Top of Source extract
Balakrishnan (Migration)
[2018] AATA 3941
•14 September 2018
Balakrishnan (Migration) [2018] AATA 3941 (14 September 2018)
DECISION RECORD
DIVISION:Migration & Refugee Division
APPLICANT: Mr Moorthy Balakrishnan
CASE NUMBER: 1716243
HOME AFFAIRS REFERENCE(S): BCC2017/1083131
MEMBER:Stephen Witts
DATE:14 September 2018
PLACE OF DECISION: Melbourne
DECISION:The Tribunal affirms the decision not to grant the applicant a Student (Temporary) (Class TU) visa.
Statement made on 14 September 2018 at 11:36am
CATCHWORDS
MIGRATION – Student (Temporary)(Class TU) – Subclass 500 (Student) – genuine temporary entrant – no evidence of current enrolment status – failure to demonstrate significant personal ties to home country – work experience in home country – use of student visa program to extend stay– decision under review affirmedPRACTICE AND PROCEDURE – applicant responded within relevant timeframes – decision made on review
LEGISLATION
Migration Act 1958 (Cth), s 65
Migration Regulations 1994 (Cth), Schedule 2 cl 500.212STATEMENT OF DECISION AND REASONS
APPLICATION FOR REVIEW
This is an application for review of a decision made by a delegate of the Minister for Immigration and Border Protection on 7 July 2017 to refuse to grant the applicant a Student (Temporary) (Class TU) visa under s.65 of the Migration Act 1958 (the Act).
The applicant applied for the visa on 20 March 2017. At the time of application, Class TU contained two subclasses: Subclass 500 (Student) and Subclass 590 (Student Guardian). The applicant applied for the visa to undertake study in Australia and does not claim to meet the criteria for a Subclass 590 (Student Guardian) visa.
Bottom of Source extract
Top of Data supplied
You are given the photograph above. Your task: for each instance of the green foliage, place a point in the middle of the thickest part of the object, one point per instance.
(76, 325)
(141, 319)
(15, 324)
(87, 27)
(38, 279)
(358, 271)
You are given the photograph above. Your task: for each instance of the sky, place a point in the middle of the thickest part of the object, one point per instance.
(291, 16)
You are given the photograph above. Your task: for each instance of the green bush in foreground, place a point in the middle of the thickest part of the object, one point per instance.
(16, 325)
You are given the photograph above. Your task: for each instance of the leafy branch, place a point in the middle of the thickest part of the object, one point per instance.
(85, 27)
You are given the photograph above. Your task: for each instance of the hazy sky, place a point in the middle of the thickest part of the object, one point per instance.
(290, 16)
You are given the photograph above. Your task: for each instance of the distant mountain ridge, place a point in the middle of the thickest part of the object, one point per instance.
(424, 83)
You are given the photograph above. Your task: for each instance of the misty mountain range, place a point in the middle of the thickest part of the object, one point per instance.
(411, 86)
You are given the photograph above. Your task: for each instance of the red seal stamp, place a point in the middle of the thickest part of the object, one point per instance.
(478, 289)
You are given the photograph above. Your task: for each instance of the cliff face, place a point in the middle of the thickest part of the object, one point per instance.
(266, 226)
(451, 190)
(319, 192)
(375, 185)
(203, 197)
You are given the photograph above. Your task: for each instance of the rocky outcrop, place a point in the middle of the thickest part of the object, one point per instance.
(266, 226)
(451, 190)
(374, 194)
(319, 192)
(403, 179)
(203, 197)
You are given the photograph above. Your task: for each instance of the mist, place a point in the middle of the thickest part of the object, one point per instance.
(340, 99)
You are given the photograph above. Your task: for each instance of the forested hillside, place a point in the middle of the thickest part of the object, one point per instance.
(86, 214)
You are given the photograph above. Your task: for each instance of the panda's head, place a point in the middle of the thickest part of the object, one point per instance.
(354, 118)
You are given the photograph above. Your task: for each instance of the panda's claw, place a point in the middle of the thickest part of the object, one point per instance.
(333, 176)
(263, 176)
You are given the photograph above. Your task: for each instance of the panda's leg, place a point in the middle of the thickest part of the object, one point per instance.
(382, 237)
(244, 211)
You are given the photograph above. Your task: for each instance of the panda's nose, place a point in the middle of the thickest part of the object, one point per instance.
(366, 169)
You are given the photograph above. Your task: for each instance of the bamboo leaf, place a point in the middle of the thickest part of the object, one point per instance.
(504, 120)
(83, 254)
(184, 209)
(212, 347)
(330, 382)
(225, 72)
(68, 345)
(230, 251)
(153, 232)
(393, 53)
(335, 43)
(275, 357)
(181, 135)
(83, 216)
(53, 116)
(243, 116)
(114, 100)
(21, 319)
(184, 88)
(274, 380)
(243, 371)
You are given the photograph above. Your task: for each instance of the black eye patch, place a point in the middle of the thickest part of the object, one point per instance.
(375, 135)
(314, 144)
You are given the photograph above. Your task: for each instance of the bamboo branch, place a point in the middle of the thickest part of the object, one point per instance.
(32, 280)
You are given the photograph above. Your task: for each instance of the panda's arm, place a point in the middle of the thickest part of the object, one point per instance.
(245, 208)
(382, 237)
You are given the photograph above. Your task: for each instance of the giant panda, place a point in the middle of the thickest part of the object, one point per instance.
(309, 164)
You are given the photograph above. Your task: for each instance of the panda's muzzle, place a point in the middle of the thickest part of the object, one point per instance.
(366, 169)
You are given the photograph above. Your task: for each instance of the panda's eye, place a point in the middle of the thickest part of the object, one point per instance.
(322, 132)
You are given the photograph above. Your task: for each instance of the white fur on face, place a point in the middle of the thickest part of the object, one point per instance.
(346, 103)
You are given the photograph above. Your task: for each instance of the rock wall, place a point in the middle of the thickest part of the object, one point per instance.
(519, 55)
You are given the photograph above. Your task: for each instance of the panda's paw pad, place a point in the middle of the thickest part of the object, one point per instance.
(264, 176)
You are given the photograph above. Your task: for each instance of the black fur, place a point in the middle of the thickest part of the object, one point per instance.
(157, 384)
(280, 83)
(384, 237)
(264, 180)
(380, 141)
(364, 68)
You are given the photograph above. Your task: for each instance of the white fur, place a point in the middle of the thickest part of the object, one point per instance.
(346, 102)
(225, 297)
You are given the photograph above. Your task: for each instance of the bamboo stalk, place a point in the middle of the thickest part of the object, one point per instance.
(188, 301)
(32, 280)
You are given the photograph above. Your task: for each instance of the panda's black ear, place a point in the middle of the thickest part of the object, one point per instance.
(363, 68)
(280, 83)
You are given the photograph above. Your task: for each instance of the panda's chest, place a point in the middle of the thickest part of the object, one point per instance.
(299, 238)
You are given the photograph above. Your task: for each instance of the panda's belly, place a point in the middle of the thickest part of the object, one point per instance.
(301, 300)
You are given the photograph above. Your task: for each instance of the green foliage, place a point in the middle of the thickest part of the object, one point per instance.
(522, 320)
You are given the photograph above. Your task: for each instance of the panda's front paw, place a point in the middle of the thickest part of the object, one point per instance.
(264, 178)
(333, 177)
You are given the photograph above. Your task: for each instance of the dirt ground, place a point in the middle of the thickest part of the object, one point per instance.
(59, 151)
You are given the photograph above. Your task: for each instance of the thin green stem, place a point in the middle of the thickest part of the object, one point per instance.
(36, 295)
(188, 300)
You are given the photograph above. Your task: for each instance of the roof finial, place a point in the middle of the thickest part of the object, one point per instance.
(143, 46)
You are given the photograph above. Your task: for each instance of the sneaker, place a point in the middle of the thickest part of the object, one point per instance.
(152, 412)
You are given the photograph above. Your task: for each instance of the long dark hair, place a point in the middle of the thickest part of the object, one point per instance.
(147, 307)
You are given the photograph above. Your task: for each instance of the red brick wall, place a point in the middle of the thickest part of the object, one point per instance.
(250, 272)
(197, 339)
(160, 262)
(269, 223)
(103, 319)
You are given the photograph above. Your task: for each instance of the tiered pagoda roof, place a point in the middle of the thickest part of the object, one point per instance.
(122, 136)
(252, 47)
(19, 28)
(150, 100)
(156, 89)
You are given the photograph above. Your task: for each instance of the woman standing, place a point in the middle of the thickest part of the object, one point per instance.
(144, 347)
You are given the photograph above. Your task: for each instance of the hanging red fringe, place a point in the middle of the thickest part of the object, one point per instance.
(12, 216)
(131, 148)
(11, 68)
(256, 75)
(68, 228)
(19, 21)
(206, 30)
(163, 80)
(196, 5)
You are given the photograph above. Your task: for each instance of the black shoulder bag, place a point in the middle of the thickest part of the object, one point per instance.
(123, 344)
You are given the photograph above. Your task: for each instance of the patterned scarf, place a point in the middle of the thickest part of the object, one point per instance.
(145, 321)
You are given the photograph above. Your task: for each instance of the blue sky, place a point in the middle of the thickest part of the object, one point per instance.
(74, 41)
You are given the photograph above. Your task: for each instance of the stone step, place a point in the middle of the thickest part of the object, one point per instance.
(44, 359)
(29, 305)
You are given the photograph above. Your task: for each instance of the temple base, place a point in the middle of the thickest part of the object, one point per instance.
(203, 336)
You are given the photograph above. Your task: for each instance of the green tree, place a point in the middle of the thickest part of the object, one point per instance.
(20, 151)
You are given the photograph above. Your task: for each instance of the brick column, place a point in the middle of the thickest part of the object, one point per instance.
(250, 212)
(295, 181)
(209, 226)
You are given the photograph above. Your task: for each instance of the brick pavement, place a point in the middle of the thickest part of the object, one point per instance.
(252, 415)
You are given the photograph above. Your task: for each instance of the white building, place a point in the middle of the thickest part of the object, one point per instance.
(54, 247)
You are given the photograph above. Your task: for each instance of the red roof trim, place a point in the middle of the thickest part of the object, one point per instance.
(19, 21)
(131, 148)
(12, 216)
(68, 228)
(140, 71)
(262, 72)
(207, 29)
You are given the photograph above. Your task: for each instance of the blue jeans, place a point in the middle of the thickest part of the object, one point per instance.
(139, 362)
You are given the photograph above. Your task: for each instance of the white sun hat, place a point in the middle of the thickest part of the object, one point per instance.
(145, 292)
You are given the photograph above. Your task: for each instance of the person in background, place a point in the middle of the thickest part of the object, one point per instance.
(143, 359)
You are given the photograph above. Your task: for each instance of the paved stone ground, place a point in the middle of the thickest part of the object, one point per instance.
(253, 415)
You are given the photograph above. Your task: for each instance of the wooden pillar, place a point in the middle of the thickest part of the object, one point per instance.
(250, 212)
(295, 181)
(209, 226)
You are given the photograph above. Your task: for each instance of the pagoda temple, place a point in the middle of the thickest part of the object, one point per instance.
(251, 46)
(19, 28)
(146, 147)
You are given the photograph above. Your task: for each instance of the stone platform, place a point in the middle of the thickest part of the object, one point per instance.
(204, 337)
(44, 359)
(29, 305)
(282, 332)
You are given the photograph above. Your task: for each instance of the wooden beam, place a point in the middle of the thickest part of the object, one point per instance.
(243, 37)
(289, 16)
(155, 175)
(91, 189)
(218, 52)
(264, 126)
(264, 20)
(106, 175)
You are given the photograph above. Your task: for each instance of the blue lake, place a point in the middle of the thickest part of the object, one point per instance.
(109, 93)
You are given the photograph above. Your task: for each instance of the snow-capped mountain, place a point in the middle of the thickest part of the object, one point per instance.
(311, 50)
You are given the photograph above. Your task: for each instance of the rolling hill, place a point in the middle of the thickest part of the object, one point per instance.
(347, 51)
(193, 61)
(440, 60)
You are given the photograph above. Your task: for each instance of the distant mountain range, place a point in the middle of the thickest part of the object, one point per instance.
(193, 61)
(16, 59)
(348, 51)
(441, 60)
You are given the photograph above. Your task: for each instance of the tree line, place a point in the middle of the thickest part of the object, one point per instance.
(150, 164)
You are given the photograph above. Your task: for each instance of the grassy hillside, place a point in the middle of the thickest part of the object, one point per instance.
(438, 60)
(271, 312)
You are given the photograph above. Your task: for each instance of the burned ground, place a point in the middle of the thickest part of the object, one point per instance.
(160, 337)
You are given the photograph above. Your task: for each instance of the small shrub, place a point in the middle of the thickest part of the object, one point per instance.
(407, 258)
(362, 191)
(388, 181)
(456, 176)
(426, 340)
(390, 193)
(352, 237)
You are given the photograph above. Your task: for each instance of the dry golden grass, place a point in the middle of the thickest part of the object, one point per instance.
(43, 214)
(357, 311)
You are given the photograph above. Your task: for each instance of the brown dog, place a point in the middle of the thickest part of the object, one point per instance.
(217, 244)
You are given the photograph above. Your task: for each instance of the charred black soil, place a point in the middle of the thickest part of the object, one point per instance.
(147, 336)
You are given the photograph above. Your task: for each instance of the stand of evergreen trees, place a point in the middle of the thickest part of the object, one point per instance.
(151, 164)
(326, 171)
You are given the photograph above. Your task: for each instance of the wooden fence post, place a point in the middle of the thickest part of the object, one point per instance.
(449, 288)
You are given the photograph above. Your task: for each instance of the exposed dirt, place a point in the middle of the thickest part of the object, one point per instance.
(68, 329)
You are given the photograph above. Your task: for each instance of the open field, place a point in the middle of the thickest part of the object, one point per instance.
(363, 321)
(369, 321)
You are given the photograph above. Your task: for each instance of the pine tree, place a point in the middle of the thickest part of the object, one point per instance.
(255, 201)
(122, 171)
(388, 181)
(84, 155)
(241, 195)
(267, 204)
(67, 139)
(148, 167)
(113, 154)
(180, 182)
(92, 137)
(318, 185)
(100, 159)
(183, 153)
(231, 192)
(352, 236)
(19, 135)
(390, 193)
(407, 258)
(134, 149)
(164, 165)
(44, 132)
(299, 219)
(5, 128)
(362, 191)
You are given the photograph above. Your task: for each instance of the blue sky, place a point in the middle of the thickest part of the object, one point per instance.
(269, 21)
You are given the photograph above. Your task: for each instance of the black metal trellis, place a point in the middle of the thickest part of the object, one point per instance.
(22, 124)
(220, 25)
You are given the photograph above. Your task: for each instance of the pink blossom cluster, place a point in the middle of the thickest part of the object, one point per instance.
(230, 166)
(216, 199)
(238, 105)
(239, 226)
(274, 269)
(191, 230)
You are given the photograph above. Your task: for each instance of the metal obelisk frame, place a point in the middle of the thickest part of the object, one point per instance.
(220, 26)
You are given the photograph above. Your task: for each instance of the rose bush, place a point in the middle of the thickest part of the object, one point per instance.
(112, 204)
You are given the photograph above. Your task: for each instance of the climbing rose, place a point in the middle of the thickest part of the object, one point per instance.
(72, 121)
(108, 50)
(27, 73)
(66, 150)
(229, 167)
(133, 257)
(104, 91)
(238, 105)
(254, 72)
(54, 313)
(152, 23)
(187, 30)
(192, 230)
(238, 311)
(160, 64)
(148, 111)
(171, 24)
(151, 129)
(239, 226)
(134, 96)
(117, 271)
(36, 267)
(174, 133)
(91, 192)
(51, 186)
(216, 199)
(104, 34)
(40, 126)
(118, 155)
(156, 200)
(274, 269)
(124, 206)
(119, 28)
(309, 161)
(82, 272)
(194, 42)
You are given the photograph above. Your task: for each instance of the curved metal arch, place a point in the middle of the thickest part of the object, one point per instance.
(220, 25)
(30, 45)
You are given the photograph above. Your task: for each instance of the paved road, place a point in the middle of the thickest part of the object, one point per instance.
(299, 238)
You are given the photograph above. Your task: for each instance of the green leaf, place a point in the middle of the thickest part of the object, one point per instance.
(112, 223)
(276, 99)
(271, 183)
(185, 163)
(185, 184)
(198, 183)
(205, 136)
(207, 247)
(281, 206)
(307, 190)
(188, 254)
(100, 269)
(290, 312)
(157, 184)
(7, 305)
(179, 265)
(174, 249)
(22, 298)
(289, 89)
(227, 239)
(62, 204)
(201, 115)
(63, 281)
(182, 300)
Bottom of Data supplied
Exercises to complete =>
A. Answer these questions from the tribunal decision record, marking each answer (i), (ii) or (iii):
(i) Who is named as the Tribunal member?
(ii) On what date did the delegate decide to refuse the visa?
(iii) On what date did the applicant apply for the visa?
B. What are all the field labels listed under "DECISION RECORD" in the tribunal decision?
C. Continue the tribunal decision on the student visa refusal, starting right after its final sentence.

Responses to the exercise =>
A.
(i) Stephen Witts
(ii) 7 July 2017
(iii) 20 March 2017

B. DIVISION, APPLICANT, CASE NUMBER, HOME AFFAIRS REFERENCE(S), MEMBER, DATE, PLACE OF DECISION, DECISION

C.
The delegate in this case refused to grant the visa on the basis that the applicant did not satisfy the requirements of cl.500.212 of Schedule 2 to the Migration Regulations 1994 (the Regulations) because the delegate was not satisfied that the applicant genuinely intends to stay in Australia temporarily.
On 13 August 2018 the applicant was invited by the Tribunal to provide advice regarding the applicant’s proposed course of study and his entry and stay in Australia as a student. The Tribunal provided a request for Student Visa Information questionnaire and requested that the applicant complete this questionnaire and return it to the Tribunal. The written information requested in the attached questionnaire was required to be received by the Tribunal by 27 August 2018. This information was provided to the Tribunal.
The applicant was informed by the Tribunal that if it did not receive the information within the period allowed or as extended, the Tribunal may make a decision on the review without taking any further action to obtain the information. The applicant was informed that he would also lose any entitlement he might otherwise have had under the Migration Act to appear before the Tribunal to give evidence and present arguments.
The applicant replied within the timeframes requested and consented to have the review determined without a hearing.
On that basis the Tribunal proceeded to make a decision based on the material before it.
For the following reasons, the Tribunal has concluded that the decision under review should be affirmed.
CONSIDERATION OF CLAIMS AND EVIDENCE
The criteria for a Subclass 500 (Student) visa are set out in Part 500 of Schedule 2 to the Regulations. The primary criteria in cl.500.211 to cl.500.218 must be satisfied by at least one applicant. Other members of the family unit, if any, who are applicants for the visa need only satisfy the secondary criteria. The issue in the present case is whether the applicant genuinely intends to stay in Australia temporarily.
Genuine applicant for entry and stay as a student (cl.500.212)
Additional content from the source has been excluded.